(EXERCÍCIOS PROPOSTOS):
[1] No texto sobre as vacinas da Covid-19 e a obesidade, qual é a profissão de Gianluca Lacobellis e a que universidade está ligado?
[2] Transcreva o trecho do texto sobre as vacinas da Covid-19 e a obesidade que vai de "O receio dos" a "um enorme desafio.".
[3] Prossiga o texto sobre as vacinas da Covid-19 e a obesidade a partir da última frase apresentada.

(TEXTO PARA ANÁLISE):
◆ ◆ ◆ ◆ ◆ ◆ ◆
O receio dos investigadores é claro: há cada vez mais evidências de que as vacinas para a Covid-19 não serão tão eficazes em pessoas obesas, uma população já altamente vulnerável à pandemia. Ou seja, é mais do que consensual que as pessoas com maior massa gorda são mais difíceis de tratar. Além de poderem ter uma capacidade pulmonar reduzida, colocar-lhes um tubo para as ligar a um ventilador tem-se revelado um enorme desafio.
Para lá disso, é também já muito claro que que o tecido adiposo expressa níveis relativamente elevados do recetor ACE2, nome por que é conhecida a enzima que que o SARS CoV-2 utiliza para infetar nas células no nosso organismo. Ou como diz agora Gianluca Lacobellis, um endocrinologista da Universidade de Miami, na Florida, citado pela Nature, “O tecido adiposo parece funcionar como um reservatório do vírus”. E nesses casos, o que se pode pedir depois ao sistema imunitário é algo muito para lá do razoável.
◆ ◆ ◆ ◆ ◆ ◆ ◆
(OS DADOS):

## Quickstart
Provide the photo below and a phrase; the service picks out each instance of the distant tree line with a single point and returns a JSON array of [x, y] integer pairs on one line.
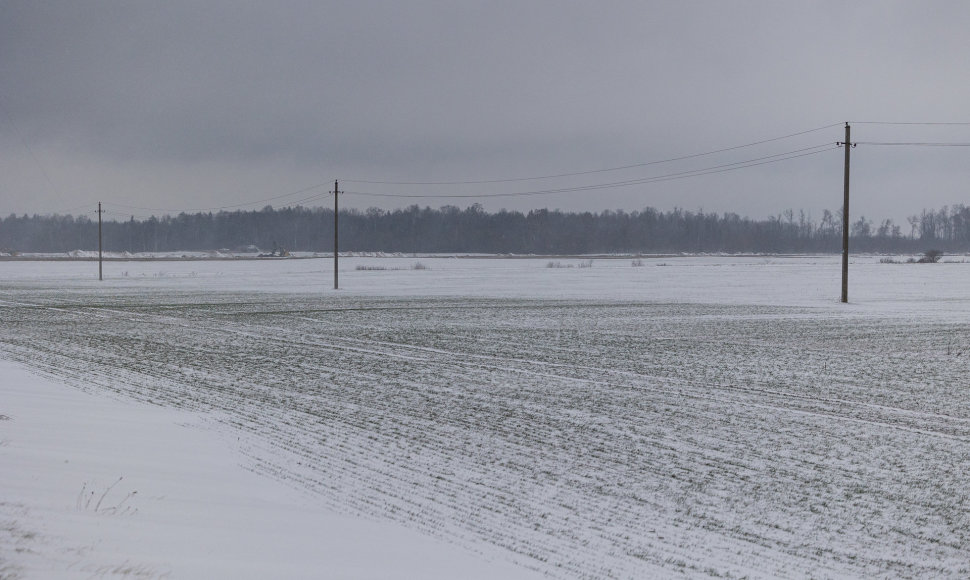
◆ ◆ ◆ ◆ ◆ ◆ ◆
(EXERCÍCIOS RESOLVIDOS):
[1] É endocrinologista da Universidade de Miami, na Florida.

[2]
O receio dos investigadores é claro: há cada vez mais evidências de que as vacinas para a Covid-19 não serão tão eficazes em pessoas obesas, uma população já altamente vulnerável à pandemia. Ou seja, é mais do que consensual que as pessoas com maior massa gorda são mais difíceis de tratar. Além de poderem ter uma capacidade pulmonar reduzida, colocar-lhes um tubo para as ligar a um ventilador tem-se revelado um enorme desafio.

[3]
A explicação é simples: as pessoas que são obesas apresentam, em regra, níveis mais elevados de uma variedade de proteínas imunoreguladoras, incluindo as citocinas. Neste cenário, o que se receia é que as respostas imunitárias desencadeadas por essas citocinas acabem por danificar tecidos saudáveis em alguns casos mais graves de COVID-19.
Paradoxalmente, esse estado constante de estimulação imunitária pode depois enfraquecer a resposta pedida às células T, as que podem matar diretamente as células infetadas. “Diria que a sua dificuldade de combate à doença será maior”, sublinha ainda Milena Sokolowska, que estuda imunologia e doenças respiratórias na Universidade de Zurique, na Suíça, “porque à partida estão mais exaustas em pessoas que são obesas”.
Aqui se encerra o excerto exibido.